Supplied data —

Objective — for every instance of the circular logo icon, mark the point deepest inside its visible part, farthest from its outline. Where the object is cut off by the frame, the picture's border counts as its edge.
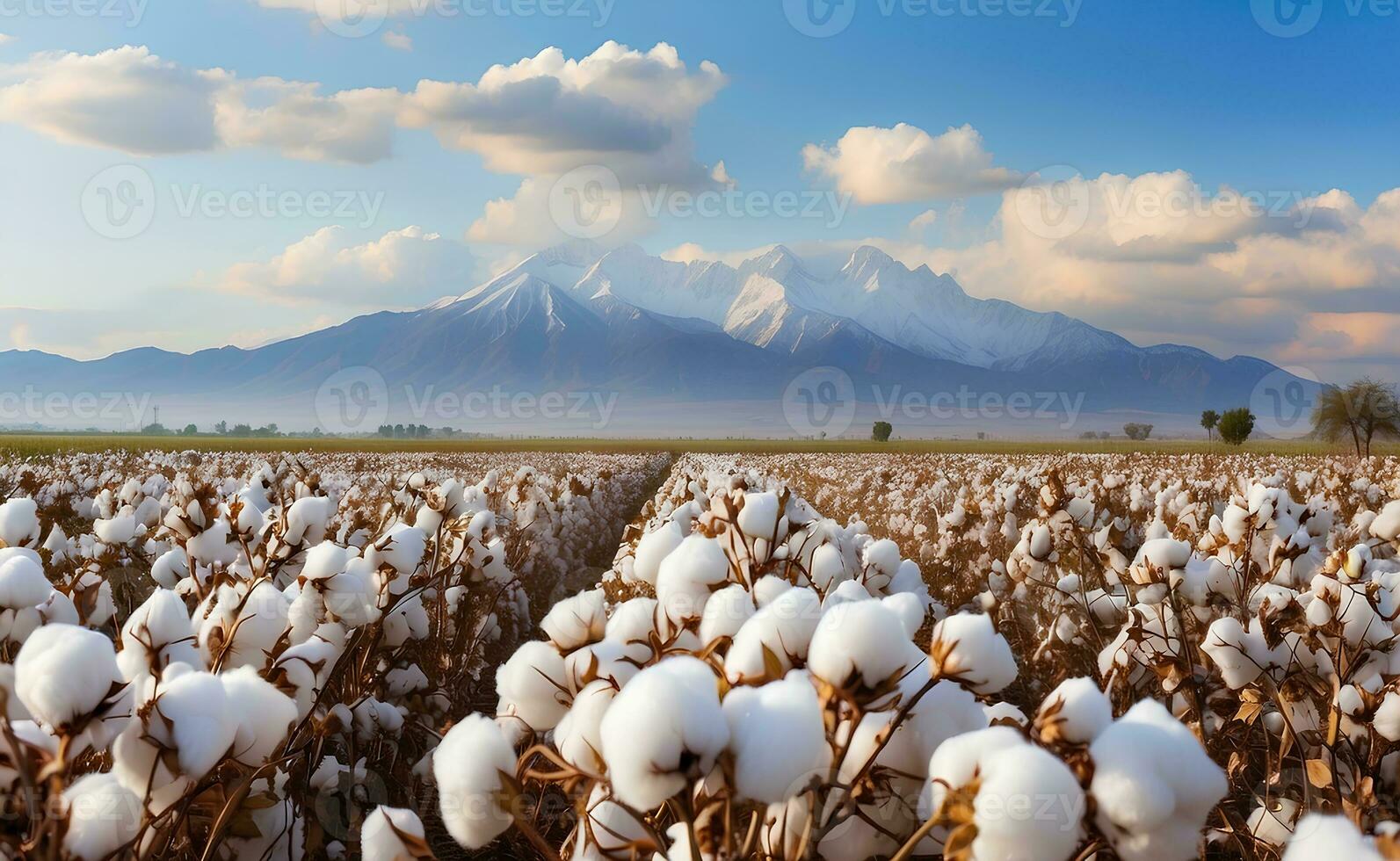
(585, 203)
(819, 402)
(353, 401)
(1282, 402)
(1053, 203)
(120, 203)
(819, 18)
(353, 18)
(1287, 18)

Directions —
All the lines above should be reproduced exactly, and none of the pictures.

Solution to the problem —
Objective — for every instance of the circular logo icon, mark the point deepest inside its visible part, farthest from its outline. Where the object is cut off by the frame, the picture's border counts as its edge.
(585, 203)
(819, 402)
(353, 401)
(1282, 402)
(1053, 203)
(120, 203)
(819, 18)
(353, 18)
(1287, 18)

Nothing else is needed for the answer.